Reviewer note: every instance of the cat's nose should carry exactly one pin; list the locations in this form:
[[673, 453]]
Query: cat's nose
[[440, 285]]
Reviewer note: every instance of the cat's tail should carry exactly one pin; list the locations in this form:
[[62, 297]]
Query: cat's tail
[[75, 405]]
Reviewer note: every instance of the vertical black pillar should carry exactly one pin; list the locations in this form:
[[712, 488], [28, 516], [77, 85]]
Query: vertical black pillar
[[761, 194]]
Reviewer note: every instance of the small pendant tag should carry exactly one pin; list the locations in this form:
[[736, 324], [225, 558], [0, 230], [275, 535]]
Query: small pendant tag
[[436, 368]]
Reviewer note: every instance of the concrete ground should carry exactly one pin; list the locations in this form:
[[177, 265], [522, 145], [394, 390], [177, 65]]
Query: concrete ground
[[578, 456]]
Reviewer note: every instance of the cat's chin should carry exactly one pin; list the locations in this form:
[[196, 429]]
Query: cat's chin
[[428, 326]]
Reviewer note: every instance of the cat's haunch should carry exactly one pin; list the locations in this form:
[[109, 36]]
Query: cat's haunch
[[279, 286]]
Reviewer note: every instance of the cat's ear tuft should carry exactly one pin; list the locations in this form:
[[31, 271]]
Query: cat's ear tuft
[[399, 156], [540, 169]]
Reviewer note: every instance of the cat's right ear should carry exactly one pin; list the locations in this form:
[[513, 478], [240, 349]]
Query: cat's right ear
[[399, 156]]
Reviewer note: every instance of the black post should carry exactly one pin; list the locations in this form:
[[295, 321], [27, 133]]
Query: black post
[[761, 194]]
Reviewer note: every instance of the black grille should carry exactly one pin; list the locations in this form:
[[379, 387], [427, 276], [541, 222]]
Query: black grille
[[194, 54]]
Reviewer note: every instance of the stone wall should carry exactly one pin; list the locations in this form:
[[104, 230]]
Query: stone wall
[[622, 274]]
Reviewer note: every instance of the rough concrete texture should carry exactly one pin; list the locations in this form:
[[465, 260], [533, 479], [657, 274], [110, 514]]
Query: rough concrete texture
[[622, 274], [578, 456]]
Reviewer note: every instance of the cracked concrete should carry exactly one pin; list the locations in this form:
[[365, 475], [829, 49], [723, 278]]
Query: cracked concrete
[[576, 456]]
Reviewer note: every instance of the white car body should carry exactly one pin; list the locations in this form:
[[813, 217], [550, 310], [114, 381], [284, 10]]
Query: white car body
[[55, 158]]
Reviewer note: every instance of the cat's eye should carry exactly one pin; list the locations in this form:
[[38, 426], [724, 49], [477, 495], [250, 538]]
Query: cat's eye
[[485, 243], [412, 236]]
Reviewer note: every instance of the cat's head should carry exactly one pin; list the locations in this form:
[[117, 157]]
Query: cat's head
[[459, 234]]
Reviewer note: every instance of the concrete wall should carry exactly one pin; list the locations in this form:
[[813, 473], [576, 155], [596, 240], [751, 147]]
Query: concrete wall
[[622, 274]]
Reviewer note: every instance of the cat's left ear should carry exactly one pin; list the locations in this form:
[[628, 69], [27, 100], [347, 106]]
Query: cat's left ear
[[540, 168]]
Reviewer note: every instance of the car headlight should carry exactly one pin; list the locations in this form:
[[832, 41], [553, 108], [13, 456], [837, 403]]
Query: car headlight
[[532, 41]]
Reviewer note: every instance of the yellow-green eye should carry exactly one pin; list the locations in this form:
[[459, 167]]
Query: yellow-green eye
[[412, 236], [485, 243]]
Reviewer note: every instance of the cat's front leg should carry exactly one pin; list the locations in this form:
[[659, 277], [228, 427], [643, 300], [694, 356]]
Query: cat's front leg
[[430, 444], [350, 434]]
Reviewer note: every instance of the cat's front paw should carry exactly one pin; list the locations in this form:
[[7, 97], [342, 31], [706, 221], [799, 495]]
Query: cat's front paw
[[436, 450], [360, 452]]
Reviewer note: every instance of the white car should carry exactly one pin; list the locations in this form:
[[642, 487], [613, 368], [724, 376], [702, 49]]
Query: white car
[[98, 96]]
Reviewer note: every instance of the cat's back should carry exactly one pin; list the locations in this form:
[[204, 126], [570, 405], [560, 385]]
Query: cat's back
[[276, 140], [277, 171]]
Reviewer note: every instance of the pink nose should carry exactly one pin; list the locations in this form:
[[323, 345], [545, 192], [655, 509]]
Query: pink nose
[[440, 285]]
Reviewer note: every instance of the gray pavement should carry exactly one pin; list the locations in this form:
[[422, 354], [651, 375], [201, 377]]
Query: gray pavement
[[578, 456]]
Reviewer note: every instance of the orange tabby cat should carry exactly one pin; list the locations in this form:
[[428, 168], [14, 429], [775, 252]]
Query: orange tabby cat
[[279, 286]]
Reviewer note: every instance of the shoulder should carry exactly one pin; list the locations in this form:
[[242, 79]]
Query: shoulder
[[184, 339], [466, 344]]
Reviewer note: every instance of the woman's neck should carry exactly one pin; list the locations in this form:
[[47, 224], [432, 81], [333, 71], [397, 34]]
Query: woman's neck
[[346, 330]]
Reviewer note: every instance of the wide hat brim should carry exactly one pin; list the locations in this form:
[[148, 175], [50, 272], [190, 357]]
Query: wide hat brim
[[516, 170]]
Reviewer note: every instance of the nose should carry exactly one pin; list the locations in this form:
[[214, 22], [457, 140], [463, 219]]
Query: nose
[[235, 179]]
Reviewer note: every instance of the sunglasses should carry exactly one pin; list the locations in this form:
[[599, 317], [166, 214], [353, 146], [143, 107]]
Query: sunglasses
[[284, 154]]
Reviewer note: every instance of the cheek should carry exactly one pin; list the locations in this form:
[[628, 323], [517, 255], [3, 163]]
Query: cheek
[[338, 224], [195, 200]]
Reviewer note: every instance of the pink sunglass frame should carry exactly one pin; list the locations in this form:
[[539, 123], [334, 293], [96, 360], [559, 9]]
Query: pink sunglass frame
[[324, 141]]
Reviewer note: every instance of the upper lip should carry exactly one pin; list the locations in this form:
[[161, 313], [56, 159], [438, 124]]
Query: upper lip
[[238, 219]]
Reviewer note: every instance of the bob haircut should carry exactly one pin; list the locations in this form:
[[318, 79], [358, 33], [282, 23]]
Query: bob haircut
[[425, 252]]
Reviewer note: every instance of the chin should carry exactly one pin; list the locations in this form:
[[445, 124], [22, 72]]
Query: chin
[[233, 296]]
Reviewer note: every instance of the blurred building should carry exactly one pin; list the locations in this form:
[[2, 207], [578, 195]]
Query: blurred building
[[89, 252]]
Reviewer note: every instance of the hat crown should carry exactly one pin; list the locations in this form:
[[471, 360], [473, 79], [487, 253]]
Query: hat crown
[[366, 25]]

» WHAT TO DO
Each of the records shown above needs to be repeated exactly.

» SOLUTION FOR THIS TASK
Reviewer note: every instance of the cat's nose should carry exactly one pin; list the locations in this form:
[[673, 453]]
Query: cat's nose
[[440, 285]]
Reviewer note: every instance of the cat's tail should carry exactly one pin; list the locations in this form:
[[62, 297]]
Query: cat's tail
[[75, 405]]
Reviewer note: every instance of the vertical black pillar should carry exactly one pin; list the locations in this form:
[[712, 488], [28, 516], [77, 85]]
Query: vertical black pillar
[[761, 194]]
Reviewer note: every instance of the small pendant tag should carry exactly one pin; list the locations in this form:
[[736, 324], [225, 558], [0, 230], [275, 535]]
Query: small pendant tag
[[436, 368]]
Reviewer note: every instance of the concrete ground should carry exactly one pin; list the locations in this form:
[[177, 265], [522, 145], [394, 390], [177, 65]]
Query: concrete ground
[[578, 456]]
Reviewer note: every instance of the cat's chin should carry exactly one pin; list the locations in this form:
[[196, 429]]
Query: cat's chin
[[428, 326]]
Reviewer note: every instance of the cat's haunch should carry exactly one pin; list the locations in this form:
[[109, 36]]
Query: cat's haunch
[[279, 286]]
Reviewer note: every instance of the cat's ear tuft should carry exactly one pin; list the locations in this form:
[[31, 271]]
Query: cat's ear tuft
[[399, 156], [540, 169]]
Reviewer note: every instance of the cat's right ear should carry exactly one pin; list the locations in this form:
[[513, 478], [240, 349]]
Query: cat's right ear
[[399, 156]]
Reviewer note: every instance of the black post should carry exactly one pin; list the locations in this form:
[[295, 321], [27, 133]]
Query: black post
[[761, 194]]
Reviewer note: every instance of the black grille should carry exactly one pin; list the locations in this form:
[[379, 387], [427, 276], [541, 222]]
Query: black grille
[[194, 54]]
Reviewer note: every instance of the stone wall should carry exactly one pin; list the locations in this form:
[[104, 230]]
Query: stone wall
[[622, 274]]
Reviewer note: every instance of the rough concrete texture should carry exactly one pin; list the locations in this form:
[[465, 260], [533, 479], [657, 274], [110, 514]]
Query: rough concrete texture
[[622, 274], [578, 456]]
Reviewer note: every instance of the cracked concrete should carry exactly one pin; list the locations in this form:
[[365, 475], [829, 49], [723, 278]]
Query: cracked concrete
[[576, 456]]
Reviewer note: every instance of the white car body should carry exactly one pin; list the locations in this form:
[[813, 217], [550, 310], [114, 381], [284, 10]]
Query: white car body
[[55, 158]]
Reviewer note: every instance of the cat's eye should carry exactly one pin; list the locations in this form:
[[38, 426], [724, 49], [477, 495], [250, 538]]
Query: cat's eye
[[485, 243], [412, 236]]
Reviewer note: every instance of the cat's head should carry exactly one pin; list the locations in this form:
[[117, 157]]
Query: cat's head
[[459, 234]]
Reviewer note: every instance of the concrete wall should carry exactly one pin; list the locations in this form:
[[813, 473], [576, 155], [596, 240], [751, 147]]
Query: concrete wall
[[622, 274]]
Reviewer note: every instance of the cat's left ear should carry exactly one pin; list the locations in this form:
[[628, 69], [27, 100], [347, 106]]
Query: cat's left ear
[[540, 168]]
Reviewer note: every instance of the car headlight should carry exactly one pin; list the locations in this form:
[[832, 41], [553, 108], [13, 456], [837, 403]]
Query: car headlight
[[532, 41]]
Reviewer note: every instance of the yellow-green eye should carry exactly one pin; list the locations in this form:
[[459, 167]]
Query: yellow-green eye
[[412, 236], [485, 243]]
Reviewer note: every instance of the cat's front leg should carry exactly one pin; list the locations in this form:
[[659, 277], [228, 427], [643, 300], [694, 356]]
Query: cat's front leg
[[430, 444], [350, 434]]
Reviewer note: every instance of the cat's front paw should carry exactly one pin; list the locations in this form:
[[7, 97], [342, 31], [706, 221], [799, 495]]
Query: cat's front paw
[[436, 450], [360, 452]]
Reviewer note: every instance of the white car should carry exactly one pin; list the locations in this form:
[[642, 487], [613, 368], [724, 376], [702, 49]]
Query: white car
[[98, 96]]
Reviewer note: every instance of the cat's back should carry exactly one pin; list the locations in this form:
[[204, 126], [570, 405], [560, 385]]
Query: cat's back
[[276, 140], [277, 171]]
Reviewer note: every instance of the pink nose should carry exactly one pin; list the locations in this form:
[[323, 345], [545, 192], [655, 509]]
Query: pink nose
[[440, 285]]
Reviewer note: every instance of the gray pavement should carry exactly one pin; list the locations in this form:
[[422, 354], [651, 375], [201, 377]]
Query: gray pavement
[[578, 456]]
Reviewer note: every instance of the orange tabby cat should carry exactly one pin; list the locations in this form:
[[428, 168], [14, 429], [775, 252]]
Query: orange tabby cat
[[279, 286]]
Reviewer note: every instance of the shoulder should carry exactly one pin; list the locations in this form:
[[242, 79]]
Query: shoulder
[[184, 339], [466, 344]]
Reviewer note: every instance of the woman's neck should carry exactly one pin; list the locations in this form:
[[47, 224], [432, 81], [333, 71], [397, 34]]
Query: woman's neck
[[346, 330]]
Reviewer note: every instance of the wide hat brim should carry exactly one pin; list the locations in this form:
[[148, 175], [50, 272], [190, 357]]
Query: wide hat brim
[[516, 170]]
Reviewer note: every instance of the nose should carry exactly one pin; list the locations in this form:
[[214, 22], [457, 140], [463, 219]]
Query: nose
[[235, 179]]
Reviewer note: every instance of the sunglasses should carry exactly one pin; list the locations in this form:
[[599, 317], [166, 214], [353, 146], [143, 107]]
Query: sunglasses
[[284, 154]]
Reviewer note: every instance of the cheek should carry exactly one pin; list the locations in this form:
[[628, 323], [517, 255], [3, 163]]
Query: cheek
[[338, 224], [195, 200]]
Reviewer note: every instance of the pink sunglass frame should carry exactly one pin; list the locations in this form:
[[539, 123], [334, 293], [96, 360], [559, 9]]
Query: pink sunglass frame
[[324, 141]]
Reviewer note: every instance of the upper lip should carry exactly one pin; list the locations in this form:
[[161, 313], [56, 159], [438, 124]]
Query: upper lip
[[238, 219]]
Reviewer note: every instance of the bob haircut should carry exactly one pin; list the locations in this form:
[[318, 79], [358, 33], [282, 23]]
Query: bob haircut
[[425, 252]]
Reviewer note: every instance of the chin should carry exactly one pin; list the locations in this form:
[[445, 124], [22, 72]]
Query: chin
[[233, 296]]
Reviewer note: every instance of the blurred building should carry exactly one pin; list the locations in this form:
[[2, 207], [578, 195]]
Query: blurred building
[[89, 252]]
Reviewer note: every instance of the hat crown should carry exactly one pin; list the locations in this form:
[[471, 360], [473, 79], [487, 253]]
Query: hat crown
[[366, 25]]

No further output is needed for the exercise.